▶ _Exercise aim_
Where the records appear below, transcribe them exactly, leaving none out.

*** Opening Provided information ***

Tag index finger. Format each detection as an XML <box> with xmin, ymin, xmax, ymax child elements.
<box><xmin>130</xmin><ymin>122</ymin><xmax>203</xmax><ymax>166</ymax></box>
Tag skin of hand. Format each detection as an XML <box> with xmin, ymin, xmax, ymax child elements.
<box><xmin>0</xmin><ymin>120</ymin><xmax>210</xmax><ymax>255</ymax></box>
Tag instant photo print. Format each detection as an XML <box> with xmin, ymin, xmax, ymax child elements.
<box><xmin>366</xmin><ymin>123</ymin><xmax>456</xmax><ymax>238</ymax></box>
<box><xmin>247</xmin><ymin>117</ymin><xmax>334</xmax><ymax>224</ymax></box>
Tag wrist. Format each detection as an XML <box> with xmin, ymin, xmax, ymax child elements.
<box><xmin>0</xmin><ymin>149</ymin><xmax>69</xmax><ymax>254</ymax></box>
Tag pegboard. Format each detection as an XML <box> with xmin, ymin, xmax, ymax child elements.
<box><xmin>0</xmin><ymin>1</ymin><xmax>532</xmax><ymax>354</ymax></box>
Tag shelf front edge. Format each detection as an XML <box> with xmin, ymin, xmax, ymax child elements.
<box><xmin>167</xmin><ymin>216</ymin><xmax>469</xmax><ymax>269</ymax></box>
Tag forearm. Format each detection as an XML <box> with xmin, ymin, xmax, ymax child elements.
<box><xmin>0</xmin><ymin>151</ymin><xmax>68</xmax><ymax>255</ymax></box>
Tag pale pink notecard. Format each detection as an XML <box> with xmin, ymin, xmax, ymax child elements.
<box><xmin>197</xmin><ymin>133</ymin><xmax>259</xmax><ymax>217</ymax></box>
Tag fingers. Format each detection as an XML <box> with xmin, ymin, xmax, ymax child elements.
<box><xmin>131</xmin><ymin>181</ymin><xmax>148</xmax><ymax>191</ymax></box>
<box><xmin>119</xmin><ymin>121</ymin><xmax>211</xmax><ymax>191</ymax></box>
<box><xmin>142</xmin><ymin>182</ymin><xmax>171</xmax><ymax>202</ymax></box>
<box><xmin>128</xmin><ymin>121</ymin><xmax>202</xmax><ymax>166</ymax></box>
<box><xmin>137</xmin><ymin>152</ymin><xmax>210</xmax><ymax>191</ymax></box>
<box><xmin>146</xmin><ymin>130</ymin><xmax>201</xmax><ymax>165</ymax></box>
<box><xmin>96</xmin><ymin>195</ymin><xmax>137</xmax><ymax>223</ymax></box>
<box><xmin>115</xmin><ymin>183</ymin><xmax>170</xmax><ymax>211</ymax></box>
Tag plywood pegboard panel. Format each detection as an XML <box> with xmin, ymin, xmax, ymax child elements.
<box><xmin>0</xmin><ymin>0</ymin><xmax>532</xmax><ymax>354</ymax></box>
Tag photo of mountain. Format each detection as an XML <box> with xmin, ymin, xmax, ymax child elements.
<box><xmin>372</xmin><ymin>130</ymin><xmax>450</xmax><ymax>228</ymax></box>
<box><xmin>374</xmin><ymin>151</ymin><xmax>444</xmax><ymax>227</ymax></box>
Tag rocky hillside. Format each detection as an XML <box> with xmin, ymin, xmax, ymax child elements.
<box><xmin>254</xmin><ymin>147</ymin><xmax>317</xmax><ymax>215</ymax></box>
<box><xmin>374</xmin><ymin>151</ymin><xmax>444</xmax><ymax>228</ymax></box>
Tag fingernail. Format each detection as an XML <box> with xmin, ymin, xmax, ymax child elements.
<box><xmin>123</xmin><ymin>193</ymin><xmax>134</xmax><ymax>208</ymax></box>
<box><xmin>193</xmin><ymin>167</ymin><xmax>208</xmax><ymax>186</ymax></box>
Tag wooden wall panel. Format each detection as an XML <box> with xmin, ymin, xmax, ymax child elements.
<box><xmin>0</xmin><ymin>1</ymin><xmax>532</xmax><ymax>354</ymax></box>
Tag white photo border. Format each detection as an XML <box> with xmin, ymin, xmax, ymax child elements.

*** Closing Provided information ***

▶ _Solution for this task_
Tag index finger. Format each detection as an XML <box> with xmin, ymin, xmax, ymax child elements.
<box><xmin>130</xmin><ymin>122</ymin><xmax>203</xmax><ymax>166</ymax></box>
Tag skin of hand. Format each detection as an XML <box> with xmin, ymin, xmax, ymax child elements.
<box><xmin>0</xmin><ymin>120</ymin><xmax>210</xmax><ymax>255</ymax></box>
Tag instant photo print. Format each detection as an XML <box> with xmin, ymin, xmax, ymax child elements.
<box><xmin>366</xmin><ymin>123</ymin><xmax>456</xmax><ymax>238</ymax></box>
<box><xmin>247</xmin><ymin>117</ymin><xmax>334</xmax><ymax>224</ymax></box>
Tag wrist. Format each detection as an XML <box> with xmin, ymin, xmax, ymax child elements.
<box><xmin>0</xmin><ymin>149</ymin><xmax>69</xmax><ymax>254</ymax></box>
Tag pegboard. Format each detection as an XML <box> with xmin, ymin, xmax, ymax child elements.
<box><xmin>0</xmin><ymin>1</ymin><xmax>532</xmax><ymax>354</ymax></box>
Tag shelf front edge. Format each detection as an XML <box> with xmin, ymin, xmax, ymax child elements.
<box><xmin>167</xmin><ymin>216</ymin><xmax>469</xmax><ymax>269</ymax></box>
Tag forearm. Format each detection as an XML <box> with xmin, ymin, xmax, ymax child elements.
<box><xmin>0</xmin><ymin>151</ymin><xmax>68</xmax><ymax>255</ymax></box>
Tag pale pink notecard. Format each detection as an XML <box> with xmin, ymin, xmax, ymax child elements.
<box><xmin>197</xmin><ymin>133</ymin><xmax>259</xmax><ymax>217</ymax></box>
Tag fingers. Format each detection as an XML <box> with xmin, ymin, xmax, ymax child elements.
<box><xmin>131</xmin><ymin>181</ymin><xmax>148</xmax><ymax>191</ymax></box>
<box><xmin>119</xmin><ymin>121</ymin><xmax>211</xmax><ymax>191</ymax></box>
<box><xmin>142</xmin><ymin>182</ymin><xmax>171</xmax><ymax>202</ymax></box>
<box><xmin>128</xmin><ymin>121</ymin><xmax>202</xmax><ymax>166</ymax></box>
<box><xmin>137</xmin><ymin>152</ymin><xmax>210</xmax><ymax>191</ymax></box>
<box><xmin>146</xmin><ymin>130</ymin><xmax>201</xmax><ymax>165</ymax></box>
<box><xmin>96</xmin><ymin>195</ymin><xmax>137</xmax><ymax>223</ymax></box>
<box><xmin>115</xmin><ymin>183</ymin><xmax>170</xmax><ymax>211</ymax></box>
Tag plywood pegboard panel. Format each detection as an XML <box> with xmin, ymin, xmax, ymax child elements.
<box><xmin>0</xmin><ymin>0</ymin><xmax>532</xmax><ymax>354</ymax></box>
Tag photo of mountain. Format each detection as an XML <box> with xmin, ymin, xmax, ymax child elements.
<box><xmin>372</xmin><ymin>130</ymin><xmax>450</xmax><ymax>228</ymax></box>
<box><xmin>374</xmin><ymin>151</ymin><xmax>444</xmax><ymax>227</ymax></box>
Tag rocky hillside. Format each detection as an XML <box> with xmin, ymin, xmax, ymax child elements.
<box><xmin>254</xmin><ymin>147</ymin><xmax>317</xmax><ymax>215</ymax></box>
<box><xmin>374</xmin><ymin>151</ymin><xmax>444</xmax><ymax>228</ymax></box>
Tag fingernail. Format each detection as an XML <box> with xmin, ymin, xmax, ymax child elements.
<box><xmin>123</xmin><ymin>193</ymin><xmax>134</xmax><ymax>208</ymax></box>
<box><xmin>193</xmin><ymin>167</ymin><xmax>208</xmax><ymax>186</ymax></box>
Tag wooden wall panel. Format each detection as an XML <box> with xmin, ymin, xmax, ymax child elements.
<box><xmin>0</xmin><ymin>1</ymin><xmax>532</xmax><ymax>354</ymax></box>
Tag white photo border. Format each detection as an XML <box> with xmin, ymin, xmax, ymax child elements.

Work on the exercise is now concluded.